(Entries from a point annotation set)
^^^^
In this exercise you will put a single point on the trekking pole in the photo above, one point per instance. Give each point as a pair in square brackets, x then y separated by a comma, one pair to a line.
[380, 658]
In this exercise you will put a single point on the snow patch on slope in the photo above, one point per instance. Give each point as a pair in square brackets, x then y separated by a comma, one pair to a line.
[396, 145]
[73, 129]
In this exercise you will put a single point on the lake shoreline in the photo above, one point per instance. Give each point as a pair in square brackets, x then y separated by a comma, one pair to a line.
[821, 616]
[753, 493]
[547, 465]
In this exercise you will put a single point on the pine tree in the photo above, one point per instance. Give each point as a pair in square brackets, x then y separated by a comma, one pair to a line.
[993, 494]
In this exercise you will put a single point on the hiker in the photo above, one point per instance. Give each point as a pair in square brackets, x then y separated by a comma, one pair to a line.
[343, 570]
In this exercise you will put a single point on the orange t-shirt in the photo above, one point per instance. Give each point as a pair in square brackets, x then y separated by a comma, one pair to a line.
^^^^
*PROBLEM DETAILS:*
Lay out the records above, from the line containing "on the pine" through the end of the records, as a JSON list of strings with one string per line and blank lines omitted.

*ANSWER FOR THE TASK:*
[
  "In this exercise you will put a single point on the pine tree in the photo above, one point per instance. Give each point as a pair in square brackets, x then y separated by a comma, one pair to a line.",
  "[993, 494]",
  "In this exercise you will put a single point on the hiker in the photo above, one point per instance. Give each point as a pair in square brackets, x then y separated by a comma, one pair to a line.",
  "[343, 570]",
  "In this exercise you will put a single point on the orange t-shirt in the photo above, one point per instance. Give each point as a pair in square brackets, x then y separated by a comma, one pair to a line."
]